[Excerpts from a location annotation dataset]
— begin —
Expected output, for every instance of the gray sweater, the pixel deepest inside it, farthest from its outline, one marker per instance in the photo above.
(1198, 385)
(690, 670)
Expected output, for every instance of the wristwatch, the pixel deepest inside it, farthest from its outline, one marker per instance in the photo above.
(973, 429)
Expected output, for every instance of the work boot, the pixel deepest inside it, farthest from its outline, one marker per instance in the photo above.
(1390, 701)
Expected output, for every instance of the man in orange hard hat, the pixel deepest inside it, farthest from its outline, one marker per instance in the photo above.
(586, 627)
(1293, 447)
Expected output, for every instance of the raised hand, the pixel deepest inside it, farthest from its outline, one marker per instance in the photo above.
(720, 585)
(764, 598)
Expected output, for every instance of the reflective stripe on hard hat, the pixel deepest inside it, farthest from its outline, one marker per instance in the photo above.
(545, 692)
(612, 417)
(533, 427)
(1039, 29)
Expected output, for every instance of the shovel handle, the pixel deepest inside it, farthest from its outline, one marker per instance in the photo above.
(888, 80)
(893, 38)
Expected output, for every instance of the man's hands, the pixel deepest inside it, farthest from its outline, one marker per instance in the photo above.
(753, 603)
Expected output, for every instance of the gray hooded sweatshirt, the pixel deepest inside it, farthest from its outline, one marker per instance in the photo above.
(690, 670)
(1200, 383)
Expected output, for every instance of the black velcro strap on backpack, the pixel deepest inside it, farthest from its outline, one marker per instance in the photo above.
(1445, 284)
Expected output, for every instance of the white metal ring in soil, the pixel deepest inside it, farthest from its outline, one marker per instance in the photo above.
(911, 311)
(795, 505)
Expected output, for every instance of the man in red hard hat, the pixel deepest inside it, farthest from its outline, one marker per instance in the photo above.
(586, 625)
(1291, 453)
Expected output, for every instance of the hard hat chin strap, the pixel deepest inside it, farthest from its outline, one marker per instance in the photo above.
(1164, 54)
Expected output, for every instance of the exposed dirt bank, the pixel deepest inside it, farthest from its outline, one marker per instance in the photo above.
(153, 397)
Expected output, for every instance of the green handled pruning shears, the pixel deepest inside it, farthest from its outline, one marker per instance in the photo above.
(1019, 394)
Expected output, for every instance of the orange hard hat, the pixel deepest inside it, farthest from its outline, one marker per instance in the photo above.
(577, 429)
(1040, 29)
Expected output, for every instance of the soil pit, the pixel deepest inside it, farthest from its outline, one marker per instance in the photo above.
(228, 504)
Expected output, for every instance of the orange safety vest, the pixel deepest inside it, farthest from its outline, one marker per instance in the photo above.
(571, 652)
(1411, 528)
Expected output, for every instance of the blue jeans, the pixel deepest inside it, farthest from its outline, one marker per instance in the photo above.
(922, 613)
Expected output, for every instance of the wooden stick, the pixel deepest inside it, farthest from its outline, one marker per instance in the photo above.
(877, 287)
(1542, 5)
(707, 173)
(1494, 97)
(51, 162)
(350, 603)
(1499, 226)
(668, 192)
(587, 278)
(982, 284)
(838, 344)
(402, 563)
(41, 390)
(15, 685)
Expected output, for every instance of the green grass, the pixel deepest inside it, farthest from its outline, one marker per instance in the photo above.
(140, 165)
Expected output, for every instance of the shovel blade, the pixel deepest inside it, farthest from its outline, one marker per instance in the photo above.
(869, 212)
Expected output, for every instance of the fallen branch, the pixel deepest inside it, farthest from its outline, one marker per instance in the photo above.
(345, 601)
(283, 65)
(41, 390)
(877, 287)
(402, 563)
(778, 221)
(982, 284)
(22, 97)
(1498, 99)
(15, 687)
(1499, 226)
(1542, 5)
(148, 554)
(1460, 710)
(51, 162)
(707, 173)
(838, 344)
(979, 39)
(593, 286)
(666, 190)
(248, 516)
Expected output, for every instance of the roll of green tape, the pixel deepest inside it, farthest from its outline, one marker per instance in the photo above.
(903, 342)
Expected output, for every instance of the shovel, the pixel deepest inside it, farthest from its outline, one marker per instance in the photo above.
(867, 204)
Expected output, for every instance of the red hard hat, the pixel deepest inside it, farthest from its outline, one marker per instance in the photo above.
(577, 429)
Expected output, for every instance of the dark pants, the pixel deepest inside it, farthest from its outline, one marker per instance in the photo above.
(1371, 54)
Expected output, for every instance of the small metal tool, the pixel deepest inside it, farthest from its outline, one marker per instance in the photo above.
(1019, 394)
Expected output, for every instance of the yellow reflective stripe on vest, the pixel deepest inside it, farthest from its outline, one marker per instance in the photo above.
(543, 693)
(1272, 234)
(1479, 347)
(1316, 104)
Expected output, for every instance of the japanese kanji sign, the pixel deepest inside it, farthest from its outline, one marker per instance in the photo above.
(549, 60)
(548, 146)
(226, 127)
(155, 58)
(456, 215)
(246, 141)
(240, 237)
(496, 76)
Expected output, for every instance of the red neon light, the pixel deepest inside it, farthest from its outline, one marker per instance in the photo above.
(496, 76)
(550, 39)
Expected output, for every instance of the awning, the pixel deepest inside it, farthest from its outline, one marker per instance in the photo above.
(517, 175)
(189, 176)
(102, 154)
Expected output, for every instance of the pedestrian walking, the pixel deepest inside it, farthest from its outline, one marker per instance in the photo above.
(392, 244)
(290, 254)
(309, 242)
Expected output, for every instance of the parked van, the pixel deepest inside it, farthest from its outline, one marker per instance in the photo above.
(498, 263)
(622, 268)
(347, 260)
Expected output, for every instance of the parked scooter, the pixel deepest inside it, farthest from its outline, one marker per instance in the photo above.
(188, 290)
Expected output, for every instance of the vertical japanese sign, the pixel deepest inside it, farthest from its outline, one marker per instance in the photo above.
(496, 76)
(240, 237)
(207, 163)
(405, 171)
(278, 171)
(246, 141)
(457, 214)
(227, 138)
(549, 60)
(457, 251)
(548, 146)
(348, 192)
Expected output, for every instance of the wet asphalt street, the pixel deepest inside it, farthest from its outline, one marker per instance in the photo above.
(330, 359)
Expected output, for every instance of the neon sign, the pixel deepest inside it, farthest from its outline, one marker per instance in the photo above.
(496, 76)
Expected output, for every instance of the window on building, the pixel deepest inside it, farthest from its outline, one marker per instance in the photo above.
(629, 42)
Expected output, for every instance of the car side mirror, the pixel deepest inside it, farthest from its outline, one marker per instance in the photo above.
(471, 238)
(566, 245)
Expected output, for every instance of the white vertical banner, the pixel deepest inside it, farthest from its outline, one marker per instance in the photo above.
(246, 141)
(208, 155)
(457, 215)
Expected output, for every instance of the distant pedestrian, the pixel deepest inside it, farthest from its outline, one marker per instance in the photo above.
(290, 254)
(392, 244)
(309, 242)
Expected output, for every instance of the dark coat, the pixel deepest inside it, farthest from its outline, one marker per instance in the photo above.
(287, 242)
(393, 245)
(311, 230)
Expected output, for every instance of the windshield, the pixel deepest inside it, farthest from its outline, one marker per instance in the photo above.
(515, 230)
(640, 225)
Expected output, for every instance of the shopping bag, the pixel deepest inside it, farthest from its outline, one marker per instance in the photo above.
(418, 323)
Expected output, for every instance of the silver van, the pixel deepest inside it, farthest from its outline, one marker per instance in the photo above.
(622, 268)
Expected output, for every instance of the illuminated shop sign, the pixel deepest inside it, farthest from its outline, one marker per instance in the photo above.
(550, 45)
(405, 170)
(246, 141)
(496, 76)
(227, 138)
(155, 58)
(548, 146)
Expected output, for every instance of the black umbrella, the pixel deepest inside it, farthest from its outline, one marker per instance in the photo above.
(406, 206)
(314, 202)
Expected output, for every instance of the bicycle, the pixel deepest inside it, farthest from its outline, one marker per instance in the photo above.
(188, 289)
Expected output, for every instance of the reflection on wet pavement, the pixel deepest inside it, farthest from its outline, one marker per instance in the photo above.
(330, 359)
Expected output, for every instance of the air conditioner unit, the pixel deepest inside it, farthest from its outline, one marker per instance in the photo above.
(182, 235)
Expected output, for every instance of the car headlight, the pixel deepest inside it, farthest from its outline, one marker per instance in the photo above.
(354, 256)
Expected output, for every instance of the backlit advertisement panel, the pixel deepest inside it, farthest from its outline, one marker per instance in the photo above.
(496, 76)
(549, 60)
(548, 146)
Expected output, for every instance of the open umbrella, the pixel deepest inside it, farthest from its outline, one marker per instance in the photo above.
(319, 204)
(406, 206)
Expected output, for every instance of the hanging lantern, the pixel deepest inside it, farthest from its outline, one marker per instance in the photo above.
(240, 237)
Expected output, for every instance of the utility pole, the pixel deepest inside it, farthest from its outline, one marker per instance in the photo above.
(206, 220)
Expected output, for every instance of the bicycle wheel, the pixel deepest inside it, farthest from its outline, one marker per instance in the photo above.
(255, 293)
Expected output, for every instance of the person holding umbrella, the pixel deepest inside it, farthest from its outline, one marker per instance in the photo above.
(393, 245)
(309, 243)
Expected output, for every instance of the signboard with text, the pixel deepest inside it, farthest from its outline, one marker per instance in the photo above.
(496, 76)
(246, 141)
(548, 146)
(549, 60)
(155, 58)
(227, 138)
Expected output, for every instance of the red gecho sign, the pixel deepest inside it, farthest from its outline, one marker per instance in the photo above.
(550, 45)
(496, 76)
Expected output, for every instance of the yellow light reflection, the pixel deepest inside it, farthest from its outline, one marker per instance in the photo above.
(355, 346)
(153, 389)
— end —
● **To be done**: Write out the records from the very first line through the line that contains "(1390, 701)" as a JSON list of strings. Use one string per line and leave out any blank lines.

● **Response to this exercise**:
[
  "Expected output, for every instance of the gray sweater, the pixel deepest inside it, farthest from its outline, one marker per instance in the photo above.",
  "(1198, 385)",
  "(690, 670)",
  "Expected output, for every instance of the wristwatch, the pixel deepest inside it, farthest from its outline, one marker per instance in the photo above.",
  "(973, 429)",
  "Expected output, for every instance of the work boot, the pixel deepest inside it, farthest from its outline, one marker per instance in the photo above.",
  "(1390, 701)"
]